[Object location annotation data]

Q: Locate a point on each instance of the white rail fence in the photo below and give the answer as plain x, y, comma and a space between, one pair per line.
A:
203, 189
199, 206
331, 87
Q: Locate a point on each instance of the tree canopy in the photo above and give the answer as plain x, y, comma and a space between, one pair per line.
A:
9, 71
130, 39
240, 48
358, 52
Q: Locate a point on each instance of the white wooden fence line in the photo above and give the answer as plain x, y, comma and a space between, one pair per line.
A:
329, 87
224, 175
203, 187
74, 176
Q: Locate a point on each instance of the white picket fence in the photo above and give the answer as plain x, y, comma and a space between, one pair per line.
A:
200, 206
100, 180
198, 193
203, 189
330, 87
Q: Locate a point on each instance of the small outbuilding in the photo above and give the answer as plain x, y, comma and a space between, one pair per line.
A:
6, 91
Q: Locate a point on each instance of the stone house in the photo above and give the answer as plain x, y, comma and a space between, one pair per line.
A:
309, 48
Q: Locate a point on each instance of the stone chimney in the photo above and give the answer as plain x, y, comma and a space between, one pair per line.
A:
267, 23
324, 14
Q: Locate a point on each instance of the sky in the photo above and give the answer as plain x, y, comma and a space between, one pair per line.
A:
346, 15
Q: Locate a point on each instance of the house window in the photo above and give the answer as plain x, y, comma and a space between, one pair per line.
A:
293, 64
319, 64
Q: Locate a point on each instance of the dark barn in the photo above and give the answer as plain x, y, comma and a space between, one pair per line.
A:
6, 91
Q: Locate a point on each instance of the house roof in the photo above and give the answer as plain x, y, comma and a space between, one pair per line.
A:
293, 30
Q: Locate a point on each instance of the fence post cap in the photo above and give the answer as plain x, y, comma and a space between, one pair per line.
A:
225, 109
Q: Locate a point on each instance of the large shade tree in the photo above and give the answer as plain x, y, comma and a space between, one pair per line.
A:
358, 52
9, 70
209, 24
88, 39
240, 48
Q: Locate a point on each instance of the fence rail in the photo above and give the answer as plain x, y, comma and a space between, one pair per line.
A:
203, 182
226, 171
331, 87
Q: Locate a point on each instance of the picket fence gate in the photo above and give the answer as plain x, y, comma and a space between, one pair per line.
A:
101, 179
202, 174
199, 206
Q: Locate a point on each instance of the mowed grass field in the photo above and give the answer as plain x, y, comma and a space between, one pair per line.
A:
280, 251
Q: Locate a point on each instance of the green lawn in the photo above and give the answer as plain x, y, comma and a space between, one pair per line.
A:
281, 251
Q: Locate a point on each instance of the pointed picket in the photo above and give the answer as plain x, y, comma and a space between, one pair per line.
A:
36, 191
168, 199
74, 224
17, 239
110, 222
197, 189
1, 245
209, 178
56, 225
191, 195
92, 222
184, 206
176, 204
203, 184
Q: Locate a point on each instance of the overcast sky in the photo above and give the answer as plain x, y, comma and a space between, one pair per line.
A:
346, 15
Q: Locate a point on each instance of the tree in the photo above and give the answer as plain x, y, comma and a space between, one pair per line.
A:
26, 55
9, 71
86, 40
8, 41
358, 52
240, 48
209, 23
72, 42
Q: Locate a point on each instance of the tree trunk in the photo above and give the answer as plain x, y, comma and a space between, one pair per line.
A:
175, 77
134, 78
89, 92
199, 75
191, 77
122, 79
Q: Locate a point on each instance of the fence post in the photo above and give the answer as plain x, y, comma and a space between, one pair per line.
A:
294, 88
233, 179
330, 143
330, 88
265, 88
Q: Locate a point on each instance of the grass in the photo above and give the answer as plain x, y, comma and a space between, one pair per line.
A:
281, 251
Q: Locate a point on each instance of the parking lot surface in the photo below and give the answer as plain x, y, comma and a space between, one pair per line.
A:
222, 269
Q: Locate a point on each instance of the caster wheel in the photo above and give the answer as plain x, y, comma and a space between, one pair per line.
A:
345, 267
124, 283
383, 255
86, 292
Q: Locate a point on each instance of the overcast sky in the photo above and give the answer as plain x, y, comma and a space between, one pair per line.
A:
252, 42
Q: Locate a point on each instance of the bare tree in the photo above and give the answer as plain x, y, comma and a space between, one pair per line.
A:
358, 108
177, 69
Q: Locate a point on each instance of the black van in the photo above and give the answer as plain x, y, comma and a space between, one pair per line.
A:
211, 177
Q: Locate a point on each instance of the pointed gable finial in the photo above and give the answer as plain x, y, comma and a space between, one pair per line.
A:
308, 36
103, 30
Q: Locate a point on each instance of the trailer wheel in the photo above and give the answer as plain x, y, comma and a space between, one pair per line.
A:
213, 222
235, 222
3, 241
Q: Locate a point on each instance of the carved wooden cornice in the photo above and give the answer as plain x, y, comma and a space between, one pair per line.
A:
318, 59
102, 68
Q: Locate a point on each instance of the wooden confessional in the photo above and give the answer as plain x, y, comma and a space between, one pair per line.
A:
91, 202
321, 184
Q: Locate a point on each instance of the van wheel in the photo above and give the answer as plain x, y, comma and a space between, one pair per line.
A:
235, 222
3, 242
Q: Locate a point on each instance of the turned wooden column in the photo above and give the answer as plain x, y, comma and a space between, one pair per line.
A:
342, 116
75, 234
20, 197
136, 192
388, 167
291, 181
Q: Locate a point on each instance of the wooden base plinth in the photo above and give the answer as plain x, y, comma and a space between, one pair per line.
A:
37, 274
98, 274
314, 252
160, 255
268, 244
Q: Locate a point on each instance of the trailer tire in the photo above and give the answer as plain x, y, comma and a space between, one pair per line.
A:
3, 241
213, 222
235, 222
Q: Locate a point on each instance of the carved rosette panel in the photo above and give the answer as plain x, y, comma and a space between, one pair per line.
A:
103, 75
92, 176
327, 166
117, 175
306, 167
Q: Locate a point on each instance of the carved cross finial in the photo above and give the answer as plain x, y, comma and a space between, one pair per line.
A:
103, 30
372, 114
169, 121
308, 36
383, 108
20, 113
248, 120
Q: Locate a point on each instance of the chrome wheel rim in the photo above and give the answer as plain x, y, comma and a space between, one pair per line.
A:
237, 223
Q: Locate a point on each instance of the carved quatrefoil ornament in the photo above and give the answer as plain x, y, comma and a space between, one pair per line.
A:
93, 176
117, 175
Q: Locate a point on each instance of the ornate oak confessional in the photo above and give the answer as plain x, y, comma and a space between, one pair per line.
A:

*Task objective:*
Repeat the lines above exactly.

*Answer in full:*
Q: Locate a point on each instance of the white rail fence in the photo below and give the answer as plain x, y, comma and a space between, one pair per line.
A:
203, 189
199, 206
331, 87
Q: Locate a point on each instance of the tree canopy in the photo above and give the answer as plain x, y, comma and a space between, one pair per line.
A:
9, 71
130, 39
240, 48
358, 52
Q: Locate a point on each instance of the white wooden fence line in the photo above and give the answer as plain x, y, comma and a space between, one pair per line.
A:
329, 87
224, 175
203, 187
74, 176
Q: Locate a point on each instance of the white picket fence in the photo above and give the answer as plain x, y, comma and a space between, one pair per line.
A:
200, 206
100, 180
198, 193
203, 189
330, 87
Q: Locate a point on each instance of the small outbuilding in the photo above and give the answer as plain x, y, comma and a space between, one pair per line.
A:
6, 91
Q: Locate a point on each instance of the stone house in the photo above and give the answer as plain x, y, comma and a space between, one pair per line.
A:
309, 48
Q: Locate a point on each instance of the stone chimney in the photo above and give the answer as plain x, y, comma and a space between, one pair per line.
A:
267, 23
324, 14
Q: Locate a point on each instance of the sky in the photo above and give the answer as plain x, y, comma and a space between, one pair per line.
A:
346, 15
Q: Locate a point on each instance of the house window in the photo above and give the answer as plain x, y, comma and a space between, one pair per line.
A:
293, 64
319, 64
Q: Locate a point on each instance of the dark barn in the photo above and give the answer as plain x, y, comma and a space between, one pair per line.
A:
6, 91
Q: Locate a point on each instance of the house roof in the photo above and give the answer as plain x, y, comma and a space between, one pair per line.
A:
293, 30
Q: Locate a point on each instance of the fence post cap in the photo above and give the answer as plain x, y, comma and a space between, one pair per line.
A:
225, 109
Q: Locate a point on each instance of the large shade tree in the photo above and give the answer as plain x, y, comma and a space between, one pair per line.
A:
358, 52
9, 70
209, 24
88, 39
240, 48
Q: Locate a point on each instance of the fence rail in the photo above and give the answer as plain x, y, comma and a space between, one pair per line.
A:
203, 182
226, 171
331, 87
Q: Locate a point on each instance of the picket fence gate in the photo above and give the answer as plain x, y, comma and a space between, one pair per line.
A:
101, 179
202, 174
199, 206
Q: Locate a point on each instance of the mowed grass field in the photo above and give the answer as plain x, y, comma and a space between, one pair per line.
A:
280, 251
Q: Locate a point on each instance of the green lawn in the photo above and give the answer as plain x, y, comma and a space between, one pair per line.
A:
281, 251
Q: Locate a point on each instance of the pointed picket in the photo above and give the answer as plain x, y, comma and a space between, one pair per line.
A:
36, 191
168, 199
74, 224
17, 239
110, 222
197, 189
1, 245
209, 178
56, 225
191, 195
92, 222
184, 206
176, 204
203, 184
Q: Locate a point on each instance of the overcast sky in the photo above and give the answer as plain x, y, comma and a space between, one pair per line.
A:
346, 15
Q: Locate a point on each instance of the tree in the photo above and give the answer as plain x, y, comma and a space between, one pair per line.
A:
26, 55
9, 71
86, 40
8, 41
358, 52
240, 48
209, 23
72, 42
Q: Locate a point on each instance of the tree trunk in the photo above and give the answer as plain x, y, comma and a space between, one pair per line.
A:
175, 77
134, 78
89, 92
199, 75
191, 77
122, 79
Q: Locate a point on each instance of the fence post in the photo above and give the answer as plain x, y, comma and a space between, one pair per line.
A:
294, 88
233, 179
330, 143
330, 88
265, 88
Q: Locate a point on each instance of the grass in the photo above and give the answer as plain x, y, comma and a space between, one pair per line.
A:
281, 251
Q: Locate a point on each instance of the parking lot surface in the photo below and give the answer as plain x, y, comma and a space between, one pair per line.
A:
222, 269
Q: Locate a point on each instance of the caster wheel in the photo above and give the answer as plain x, y, comma and a space between, one pair per line.
A:
345, 267
124, 283
383, 255
86, 292
Q: Locate a point on each instance of the overcast sky in the photo above and give the answer as plain x, y, comma and a space between, one pair per line.
A:
252, 42
Q: Locate a point on each instance of the bare tree in the photo above and give the answer as plain x, y, comma and a space between, one pair per line.
A:
358, 108
177, 69
Q: Locate a point on each instance of the black van in the photo above and give the answer as plain x, y, comma and a space between, one pair per line.
A:
211, 177
Q: Locate a point on each instance of the pointed gable finial in the photo above and give the answer as plain x, y, comma and a space between, one pair per line.
A:
308, 36
103, 30
Q: Locate a point on each instance of the trailer wheel in the photo above and give the answer as plain x, y, comma and a space between, one pair per line.
A:
213, 222
235, 222
3, 241
Q: Locate a point on each instance of the carved wooden cornice in the photo above and give the answer as plain x, y, comma and a space between, one pair per line.
A:
318, 59
102, 68
Q: Locate a point on each instance of the wooden confessional in the photo above and give the answer as plain x, y, comma and a space between, one pair per line.
A:
91, 202
321, 184
Q: Locate a point on each instance of the van wheel in the photo above and give the answer as plain x, y, comma and a space between, one pair per line.
A:
235, 222
3, 242
Q: Locate a point on each instance of the turned wooden column in the photo above and give the answer as plain x, y, comma and a space between, one pair per line.
A:
342, 116
75, 234
20, 197
136, 192
388, 167
291, 181
Q: Locate a point on each instance of the wooden base plinth in the photo above and give the answer as plain x, y, comma and a space between, one pair per line.
A:
37, 274
98, 274
314, 252
160, 255
268, 244
Q: Locate a point on each instance of the trailer tire in the photo above and give the answer as plain x, y, comma and a space between, one pair per line.
A:
3, 241
213, 222
235, 222
Q: Locate a point on each instance of the carved rosette panel in the photo above and give the answer as plain x, y, comma and a space between, one pair per line.
A:
103, 75
92, 176
327, 166
117, 175
306, 167
Q: Locate a point on each instance of the carved cross finial in the photo above and give the answer as plain x, y, comma and a space between, one pair per line.
A:
103, 30
372, 114
169, 121
308, 36
383, 108
20, 113
248, 120
Q: Locate a point on each instance of the chrome wheel rim in the photo above and give the answer as plain x, y, comma and a space between, one pair per line.
A:
237, 223
Q: Locate a point on each instance of the carved quatrefoil ornament in the photo above and give the answer as plain x, y, comma and a space between, one pair per line.
A:
93, 176
117, 175
Q: Locate a point on each instance of the ornate oak confessional in the photo above and give the answer as plain x, y, comma and a space between, one pair per line.
A:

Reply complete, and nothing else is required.